## Your assignment
All of the data that follows should be output again without any alteration.
(Records for processing Opens)
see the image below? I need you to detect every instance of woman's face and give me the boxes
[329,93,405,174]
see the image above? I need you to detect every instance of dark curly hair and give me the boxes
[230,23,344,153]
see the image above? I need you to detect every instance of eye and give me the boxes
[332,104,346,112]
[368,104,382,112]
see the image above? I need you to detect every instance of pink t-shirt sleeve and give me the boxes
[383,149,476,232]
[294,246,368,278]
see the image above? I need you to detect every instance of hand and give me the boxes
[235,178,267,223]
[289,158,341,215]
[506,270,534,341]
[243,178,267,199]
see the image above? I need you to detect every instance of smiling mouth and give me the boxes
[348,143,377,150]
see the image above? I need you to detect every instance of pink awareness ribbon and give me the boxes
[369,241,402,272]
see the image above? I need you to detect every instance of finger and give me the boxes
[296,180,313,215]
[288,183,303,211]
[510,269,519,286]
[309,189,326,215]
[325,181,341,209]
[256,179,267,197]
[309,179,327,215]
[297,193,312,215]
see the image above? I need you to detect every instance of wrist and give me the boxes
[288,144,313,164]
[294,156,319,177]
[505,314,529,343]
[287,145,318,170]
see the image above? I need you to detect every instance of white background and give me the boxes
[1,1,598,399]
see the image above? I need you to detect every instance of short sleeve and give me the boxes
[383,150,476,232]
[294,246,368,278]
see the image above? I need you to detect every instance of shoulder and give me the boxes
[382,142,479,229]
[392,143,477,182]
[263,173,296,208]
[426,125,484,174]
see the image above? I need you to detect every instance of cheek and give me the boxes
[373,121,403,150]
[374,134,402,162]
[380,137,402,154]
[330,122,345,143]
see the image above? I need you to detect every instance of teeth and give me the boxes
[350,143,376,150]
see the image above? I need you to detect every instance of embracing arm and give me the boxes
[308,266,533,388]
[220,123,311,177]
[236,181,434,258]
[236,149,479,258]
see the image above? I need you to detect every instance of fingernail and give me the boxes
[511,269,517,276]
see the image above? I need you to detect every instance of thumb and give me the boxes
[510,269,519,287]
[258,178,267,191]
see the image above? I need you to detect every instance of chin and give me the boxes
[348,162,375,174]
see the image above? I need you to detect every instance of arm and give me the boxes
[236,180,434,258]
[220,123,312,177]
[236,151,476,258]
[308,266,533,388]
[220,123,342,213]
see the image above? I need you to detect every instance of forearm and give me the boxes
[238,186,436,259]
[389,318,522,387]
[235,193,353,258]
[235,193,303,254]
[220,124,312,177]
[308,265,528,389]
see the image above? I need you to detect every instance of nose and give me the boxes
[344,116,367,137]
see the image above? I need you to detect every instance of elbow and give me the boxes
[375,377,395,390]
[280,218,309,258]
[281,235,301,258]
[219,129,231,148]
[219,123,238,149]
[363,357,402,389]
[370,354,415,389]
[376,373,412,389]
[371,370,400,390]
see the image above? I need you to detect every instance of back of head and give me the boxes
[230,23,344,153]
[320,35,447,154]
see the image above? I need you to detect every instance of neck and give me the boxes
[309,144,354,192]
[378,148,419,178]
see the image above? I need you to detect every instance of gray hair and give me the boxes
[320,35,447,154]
(Records for processing Closes)
## Reply to the task
see the image below? I need you to detect every instance of woman's face and give me the boxes
[329,93,405,174]
see the image above? I need you to detect every instance of dark curly hair and give me the boxes
[230,23,344,153]
see the image above? I need you to detect every instance of eye and give me the boxes
[332,104,346,112]
[368,104,382,112]
see the image above? I need you to detect every instance of pink t-shirt sleeve and give me the boxes
[383,149,476,232]
[294,246,368,278]
see the image above? I need you to detect every instance of hand and give me the boxes
[235,178,267,223]
[289,158,341,215]
[506,270,534,341]
[243,178,267,199]
see the image above? I need you to detect every instance of smiling mouth and give me the boxes
[348,143,377,150]
see the image above? I need you to detect every instance of pink awareness ribbon and give me the boxes
[369,241,402,272]
see the image above? I need you to detect every instance of finger and give me the boxes
[296,180,313,215]
[288,183,303,211]
[510,269,519,286]
[309,189,326,215]
[325,181,341,209]
[256,179,267,197]
[309,179,327,215]
[297,193,312,215]
see the image above? I need you to detect every instance of wrist and give me the boxes
[288,144,313,164]
[294,156,319,177]
[505,314,529,343]
[287,145,318,170]
see the image above? I need you to detect every instance of white background and give me the boxes
[1,1,598,399]
see the image above? I need you to detect every instance of short sleeve and give me the boxes
[383,150,476,232]
[294,246,368,278]
see the image above? I need you to detect every instance of shoulder and give me the boxes
[382,142,479,229]
[392,143,477,182]
[263,173,296,208]
[426,125,484,174]
see the image above? I need you to detect every instance of cheek and give me the boxes
[373,121,403,150]
[374,134,402,162]
[380,137,402,154]
[330,122,345,143]
see the image above? I need you to detect every instance of teeth and give me the boxes
[350,143,376,150]
see the image above? I need you to detect every instance of embracing arm and give me the boxes
[308,266,533,388]
[220,123,311,177]
[236,181,434,258]
[236,149,479,258]
see the image above? I need you to detect every instance of fingernail and give me the boxes
[511,269,517,276]
see the image above? I need you to detect every instance of thumb and give me the boxes
[510,269,519,287]
[258,178,267,191]
see the image above? I need you to detect every instance of chin and give me the boxes
[348,162,375,174]
see the image above? I need you to detect every instance of arm and give me the boxes
[236,180,434,258]
[220,123,312,177]
[236,151,476,258]
[308,266,533,388]
[220,123,342,213]
see the image above? I need you to detect every instance of forearm and give me the boxes
[238,186,436,259]
[389,318,522,387]
[235,193,353,258]
[235,193,303,254]
[220,124,312,177]
[308,265,528,389]
see the image above? I need you to detect every instance of nose and give me the boxes
[344,116,367,137]
see the image above? I need you to detect every instance of elbow and give me the boxes
[375,377,395,390]
[280,218,309,258]
[281,235,301,258]
[219,129,231,148]
[219,123,238,149]
[363,357,402,389]
[370,354,415,389]
[376,373,412,389]
[371,370,400,390]
see the image above? I need you to detect every instance of back of head and give me the boxes
[230,23,344,153]
[320,35,447,154]
see the image above? I need you to detect every instance of neck and give me the boxes
[309,144,354,192]
[378,148,419,178]
see the image above? I need you to detect every instance of gray hair and give me the boxes
[320,35,447,154]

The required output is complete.